■ Selection
— begin —

[SPARK-3251][MLLIB]: Clarify learning interfaces #2137

BigCrunsh · 2014-08-26T14:14:18Z

** Make threshold mandatory **
Currently, the output of predict for an example is either the score
or the class. This side-effect is caused by clearThreshold. To
clarify that behaviour three different types of predict (predictScore,
predictClass, predictProbabilty) were introduced; the threshold is not
longer optional.

** Clarify classification interfaces
Currently, some functionality is spreaded over multiple models.
In order to clarify the structure and simplify the implementation of
more complex models (like multinomial logistic regression), two new
classes are introduced:

BinaryClassificationModel: for all models that derives a binary
classification from a single weight vector. Comprises the tresholding
functionality to derive a prediction from a score. It basically captures
SVMModel and LogisticRegressionModel.
ProbabilitistClassificaitonModel: This trait defines the interface for
models that return a calibrated confidence score (aka probability).

** Misc

some renaming
add test for probabilistic output

mengxr · 2014-08-27T09:56:20Z

@BigCrunsh Do you mind creating a JIRA and add the JIRA number to this PR title, e.g., [SPARK-####][MLLIB]?

clearThreshold was a workaround, which I don't really like. But let us try not to break many existing APIs. Another comment is that predictProbability is somewhat misleading. Though LR outputs probability, but it is in theory with strong assumption on the error distribution. Usually this is not the case in practice, and users should not use them as probabilities without calibration.

mengxr · 2014-08-27T09:56:27Z

Jenkins, test this please.

SparkQA · 2014-08-27T10:01:09Z

QA tests have started for PR 2137. This patch merges cleanly.
View progress: https://amplab.cs.berkeley.edu/jenkins/job/SparkPullRequestBuilder/19306/consoleFull

SparkQA · 2014-08-27T10:02:08Z

QA results for PR 2137:
- This patch FAILED unit tests.
- This patch merges cleanly
- This patch adds no public classes

For more information see test ouptut:
https://amplab.cs.berkeley.edu/jenkins/job/SparkPullRequestBuilder/19306/consoleFull

BigCrunsh · 2014-08-27T12:23:28Z

@mengxr, I agree that we should avoid breaking existing API's. Is it fine for you to re-add predict and clearThreshold and mark them as deprecated?

BigCrunsh · 2014-08-27T13:08:02Z

Currently, MLLIB contains linear models (GLMs) that produce scores based on an inner product, classification models that might derive a classification using scores, and probabilistic models that provide a confidence score (or a probability under some model assumption) in addition to the predicted class. Currently the score for classification models is only available by removing the threshold:

val classes = model.predict(testset)
val scores = model.clearThreshold().predict(testset)

The threshold is lost after the last step and for LogReg it is not possible to access the (uncalibrated) score. However, depending on the model, I would expect that one has direct and consistent access to all of these values:

val classes = model.predictClass(testset)
val scores = model.predictScore(testset)
val probs = model.predictProbability(testset)

— end —

■ Data rows

— begin —

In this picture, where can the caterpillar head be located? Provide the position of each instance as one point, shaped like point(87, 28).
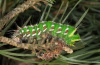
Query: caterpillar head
point(15, 36)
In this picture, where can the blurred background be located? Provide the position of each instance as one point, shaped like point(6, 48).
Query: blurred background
point(86, 51)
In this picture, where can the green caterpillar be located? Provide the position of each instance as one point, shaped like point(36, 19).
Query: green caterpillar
point(65, 32)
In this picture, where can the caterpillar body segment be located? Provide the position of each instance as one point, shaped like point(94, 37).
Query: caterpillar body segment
point(65, 32)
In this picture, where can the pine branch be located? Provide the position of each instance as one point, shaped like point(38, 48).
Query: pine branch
point(18, 10)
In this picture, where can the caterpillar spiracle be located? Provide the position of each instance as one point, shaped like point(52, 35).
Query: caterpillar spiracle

— end —

■ Required task 1
Name every account that posted in the thread on clarifying MLlib learning interfaces.
■ Required task 2
Answer these from the thread on clarifying MLlib learning interfaces:
(a) Which method is named as the cause of predict returning either the score or the class?
(b) What did the QA results for PR 2137 report about unit tests?
(c) What does BigCrunsh offer to do with predict and clearThreshold to avoid breaking existing APIs?
■ Required task 3
Pick up the thread on clarifying MLlib learning interfaces right after its last line of code and carry it on.

■ Task output 1
BigCrunsh, mengxr, SparkQA

■ Task output 2
(a) clearThreshold
(b) The patch failed unit tests.
(c) Re-add them and mark them as deprecated.

■ Task output 3
@mengxr: I think in general a probability is some measure of likeliness that an event will occur. It is often based on some more or less realistic model assumptions (e.g., normal assumption in regression, t-tests, etc.), isn't it? The exponential family, which is the assumption of the class-wise conditional distributions p(features|class), comprises commonly used distributions such as multinomial, Poisson, and Gaussian distribution. The learning algorithm (with tuned hyper-parameter) is then "responsible" to calibrated these probabilities. Do you have a more appropriate name to distinguish between scores and "probabilities"?

mengxr · 2014-08-28T07:35:01Z

Jenkins, add to whitelist.

SparkQA · 2014-08-28T07:41:03Z

QA tests have started for PR 2137. This patch merges cleanly.
View progress: https://amplab.cs.berkeley.edu/jenkins/job/SparkPullRequestBuilder/19382/consoleFull

mengxr · 2014-08-28T07:49:01Z

The assumption is usually unrealistic. For logistic regression, it is common to have the predictions be something like 0.99999 or 0.000001, and they cannot be interpreted as probabilities without calibration. Logistic regression is not responsible for it. I created a JIRA for isotonic regression, which can be used for calibration: https://issues.apache.org/jira/browse/SPARK-3278

For the method names, my suggestion would be: add classify that outputs classes using a threshold, keep predict that output the raw predictions. Do not distinguish predictScore and predictProb.

SparkQA · 2014-08-28T08:44:23Z

QA results for PR 2137:
- This patch FAILED unit tests.
- This patch merges cleanly
- This patch adds no public classes

For more information see test ouptut:
https://amplab.cs.berkeley.edu/jenkins/job/SparkPullRequestBuilder/19382/consoleFull

BigCrunsh · 2014-08-28T10:30:19Z

@mengxr, might it be that you mistake logistic regression for Naive Bayes? Logistic regression typically predicts well-calibrated probabilities, see e.g. [1]; it might only be problematic if the data can be separated perfectly. The learning algorithm returns ("is responsible for") a model that maximizes the likelihood of the data under the model assumption; in classification, the returned "probability" measures how likely it is that a certain label is generated by the learned model for a given example. Adding an isotonic regression is a good idea anyways.

I think we should definitely distinguish between the output of the linear model (score) and the calibrated value (probability); it depends on the task, which one of them is needed. Furthermore, having a function that changes the type of output depending on the model is misleading. E.g, one should expect that a score function always returns an arbitrary real value and that the calibrated version returns a value between zero and one. Sklearn [2] for example makes this distinctions too: decision_function for scores, predict for class labels, predict_proba for probability estimates. However, it is not obvious what predict returns (@mengxr: what do you mean with "raw predictions"). My suggestion would be:

classify or predictClass for the class;
score or decisionValue or predictScore for the outcome of the linear model;
probabilityEstimate or predictProbability for an estimate of the class probability.

Perhaps predict could return the class for classification and the regression value for regression tasks (or just be maintained as deprecated version).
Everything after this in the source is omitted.